--- START OF Data for this exercise ---

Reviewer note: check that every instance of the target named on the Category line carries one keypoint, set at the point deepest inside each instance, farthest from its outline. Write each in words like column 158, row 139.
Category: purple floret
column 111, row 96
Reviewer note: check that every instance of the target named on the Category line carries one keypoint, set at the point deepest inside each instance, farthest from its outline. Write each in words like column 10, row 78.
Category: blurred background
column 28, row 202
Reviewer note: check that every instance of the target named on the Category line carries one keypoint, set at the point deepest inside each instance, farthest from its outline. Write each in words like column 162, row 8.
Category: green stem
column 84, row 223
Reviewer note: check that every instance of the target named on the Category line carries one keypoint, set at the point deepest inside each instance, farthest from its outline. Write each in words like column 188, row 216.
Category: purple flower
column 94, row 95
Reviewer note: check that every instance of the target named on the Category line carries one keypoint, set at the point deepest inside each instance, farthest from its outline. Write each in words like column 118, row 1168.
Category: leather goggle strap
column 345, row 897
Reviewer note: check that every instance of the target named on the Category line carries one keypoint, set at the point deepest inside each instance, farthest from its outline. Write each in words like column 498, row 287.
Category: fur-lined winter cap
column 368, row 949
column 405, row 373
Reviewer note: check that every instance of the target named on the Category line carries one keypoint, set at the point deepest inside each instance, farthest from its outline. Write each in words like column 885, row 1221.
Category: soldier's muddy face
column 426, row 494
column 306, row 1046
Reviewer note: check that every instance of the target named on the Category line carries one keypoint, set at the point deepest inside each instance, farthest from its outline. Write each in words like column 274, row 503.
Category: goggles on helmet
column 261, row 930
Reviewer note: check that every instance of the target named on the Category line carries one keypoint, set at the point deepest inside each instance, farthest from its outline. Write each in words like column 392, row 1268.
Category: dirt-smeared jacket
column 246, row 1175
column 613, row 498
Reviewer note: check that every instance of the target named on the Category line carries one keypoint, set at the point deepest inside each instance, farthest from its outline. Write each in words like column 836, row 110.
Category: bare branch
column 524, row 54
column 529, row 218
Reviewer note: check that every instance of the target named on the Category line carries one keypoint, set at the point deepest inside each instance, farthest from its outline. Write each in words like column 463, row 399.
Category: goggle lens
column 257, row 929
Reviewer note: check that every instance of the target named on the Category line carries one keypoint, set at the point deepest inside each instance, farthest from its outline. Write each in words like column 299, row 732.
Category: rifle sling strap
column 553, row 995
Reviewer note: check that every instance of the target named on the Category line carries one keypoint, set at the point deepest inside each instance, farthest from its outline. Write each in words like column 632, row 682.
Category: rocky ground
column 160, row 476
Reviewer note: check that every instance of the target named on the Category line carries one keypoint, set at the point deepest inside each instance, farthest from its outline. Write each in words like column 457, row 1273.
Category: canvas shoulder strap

--- END OF Data for this exercise ---

### What is required
Each line from the one containing "299, row 732." to the final line of the entries above must be returned exactly, and no other line may appear.

### Output of the task
Reviewer note: check that every instance of the target named on the Category line carries one keypoint, set at the point deepest inside each instance, farthest from its outline. Write each in words like column 299, row 732.
Category: rifle sling strap
column 553, row 995
Reviewer note: check that every instance of the target named on the Category line carries one keypoint, set at the point deepest inside each instance, farthest from its outline. Write each in words like column 632, row 682.
Category: rocky ground
column 160, row 476
Reviewer note: check that every instance of the target named on the Category line carries one keypoint, set at the point deepest inside each instance, farthest from its outline. Write each in words like column 457, row 1273.
Category: canvas shoulder strap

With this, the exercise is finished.